▶ _Available data_:
▼▼▼
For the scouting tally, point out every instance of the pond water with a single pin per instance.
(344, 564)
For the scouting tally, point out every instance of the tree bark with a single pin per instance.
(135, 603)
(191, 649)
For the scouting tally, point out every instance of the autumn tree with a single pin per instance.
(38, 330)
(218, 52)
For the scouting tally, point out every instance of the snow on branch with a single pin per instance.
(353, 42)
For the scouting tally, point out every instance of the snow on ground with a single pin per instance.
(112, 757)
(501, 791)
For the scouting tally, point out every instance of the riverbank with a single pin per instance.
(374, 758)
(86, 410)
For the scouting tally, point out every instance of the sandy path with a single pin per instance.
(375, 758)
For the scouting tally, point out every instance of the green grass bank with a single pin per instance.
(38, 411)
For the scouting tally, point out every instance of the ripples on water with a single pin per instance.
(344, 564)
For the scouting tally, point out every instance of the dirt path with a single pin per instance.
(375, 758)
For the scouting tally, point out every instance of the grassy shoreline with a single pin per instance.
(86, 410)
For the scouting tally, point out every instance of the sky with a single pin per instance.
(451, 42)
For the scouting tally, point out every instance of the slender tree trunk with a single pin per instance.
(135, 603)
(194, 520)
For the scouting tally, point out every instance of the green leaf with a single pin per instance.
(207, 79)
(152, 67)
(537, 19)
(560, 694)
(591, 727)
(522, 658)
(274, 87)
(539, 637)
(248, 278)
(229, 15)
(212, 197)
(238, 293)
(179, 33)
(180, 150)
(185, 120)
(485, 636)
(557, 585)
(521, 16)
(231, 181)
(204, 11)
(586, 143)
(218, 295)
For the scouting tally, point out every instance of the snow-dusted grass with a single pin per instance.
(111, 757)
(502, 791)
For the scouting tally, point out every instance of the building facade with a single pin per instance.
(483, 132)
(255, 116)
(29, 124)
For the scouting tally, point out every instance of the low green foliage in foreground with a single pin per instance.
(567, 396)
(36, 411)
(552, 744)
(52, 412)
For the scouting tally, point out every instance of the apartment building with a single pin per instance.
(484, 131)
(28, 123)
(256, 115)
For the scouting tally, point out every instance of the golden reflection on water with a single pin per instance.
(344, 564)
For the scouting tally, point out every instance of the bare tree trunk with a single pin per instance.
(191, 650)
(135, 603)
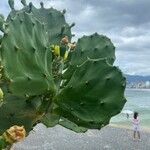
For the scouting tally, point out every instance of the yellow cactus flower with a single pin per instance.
(57, 50)
(14, 134)
(1, 94)
(65, 40)
(66, 55)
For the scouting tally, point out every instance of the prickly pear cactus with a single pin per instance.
(46, 78)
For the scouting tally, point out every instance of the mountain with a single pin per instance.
(136, 78)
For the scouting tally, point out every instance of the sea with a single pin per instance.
(137, 100)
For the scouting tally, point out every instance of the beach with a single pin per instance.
(59, 138)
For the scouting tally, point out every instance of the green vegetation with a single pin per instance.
(48, 79)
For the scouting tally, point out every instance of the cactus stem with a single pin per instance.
(72, 25)
(24, 2)
(21, 21)
(29, 79)
(64, 11)
(62, 29)
(30, 7)
(16, 48)
(42, 4)
(87, 82)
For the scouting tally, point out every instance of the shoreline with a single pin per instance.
(111, 137)
(144, 129)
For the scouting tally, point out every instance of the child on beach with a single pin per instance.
(136, 127)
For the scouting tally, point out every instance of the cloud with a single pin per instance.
(126, 22)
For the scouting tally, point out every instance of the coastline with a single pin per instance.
(144, 129)
(59, 138)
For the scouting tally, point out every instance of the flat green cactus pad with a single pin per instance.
(93, 95)
(27, 58)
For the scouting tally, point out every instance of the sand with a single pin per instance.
(59, 138)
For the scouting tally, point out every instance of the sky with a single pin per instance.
(125, 22)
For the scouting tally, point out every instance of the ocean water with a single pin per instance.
(137, 100)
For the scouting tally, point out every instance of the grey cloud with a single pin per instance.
(126, 22)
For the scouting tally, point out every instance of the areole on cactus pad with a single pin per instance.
(47, 78)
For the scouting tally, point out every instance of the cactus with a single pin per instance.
(46, 78)
(54, 21)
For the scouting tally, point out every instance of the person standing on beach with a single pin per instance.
(136, 125)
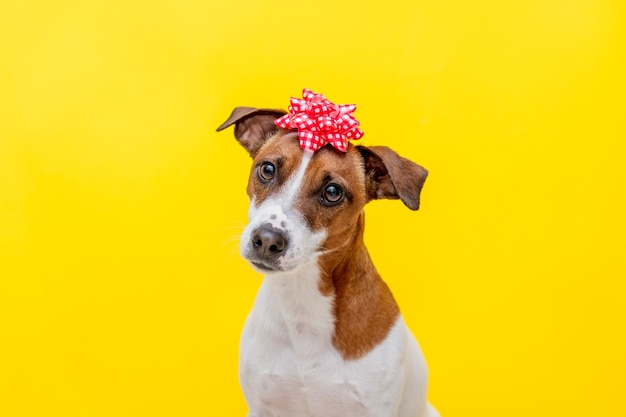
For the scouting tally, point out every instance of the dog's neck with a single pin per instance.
(340, 298)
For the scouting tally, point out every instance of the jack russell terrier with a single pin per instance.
(325, 337)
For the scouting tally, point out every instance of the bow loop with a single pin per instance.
(320, 121)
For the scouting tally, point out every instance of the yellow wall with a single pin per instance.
(121, 289)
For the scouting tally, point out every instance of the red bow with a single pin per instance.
(319, 121)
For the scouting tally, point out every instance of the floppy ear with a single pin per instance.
(252, 126)
(388, 175)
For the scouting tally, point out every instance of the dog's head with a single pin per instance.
(304, 205)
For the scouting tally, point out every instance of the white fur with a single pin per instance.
(289, 366)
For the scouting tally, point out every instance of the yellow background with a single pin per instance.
(121, 289)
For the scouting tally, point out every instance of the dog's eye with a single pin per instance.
(267, 171)
(333, 194)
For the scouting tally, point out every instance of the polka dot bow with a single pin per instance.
(320, 121)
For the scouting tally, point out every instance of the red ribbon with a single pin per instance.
(319, 121)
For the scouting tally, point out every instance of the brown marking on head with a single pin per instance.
(252, 126)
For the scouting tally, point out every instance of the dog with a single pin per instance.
(325, 337)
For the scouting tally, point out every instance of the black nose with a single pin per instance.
(268, 241)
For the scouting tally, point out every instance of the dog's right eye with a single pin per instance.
(266, 172)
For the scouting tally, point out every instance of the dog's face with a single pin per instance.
(305, 205)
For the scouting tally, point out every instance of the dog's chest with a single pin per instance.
(290, 367)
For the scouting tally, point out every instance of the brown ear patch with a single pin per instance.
(388, 175)
(252, 126)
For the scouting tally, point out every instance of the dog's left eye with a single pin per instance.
(267, 171)
(333, 194)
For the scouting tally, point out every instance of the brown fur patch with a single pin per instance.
▲▲▲
Please rescale the records from the line that contains "ear patch with a single pin per instance." through the end of the records, repeating every line in that span and multiplying each point coordinate in the answers by 0.3, rounded to whole numbers with halves rounded up.

▶ _Complete response_:
For the scouting tally, point out every instance of the brown ear patch with a single pin per instance.
(116, 53)
(76, 38)
For the scouting tally, point out every instance of the dog's left eye with a single pin per instance.
(80, 51)
(100, 58)
For the scouting tally, point out every instance of the brown fur patch with a single pin per instance.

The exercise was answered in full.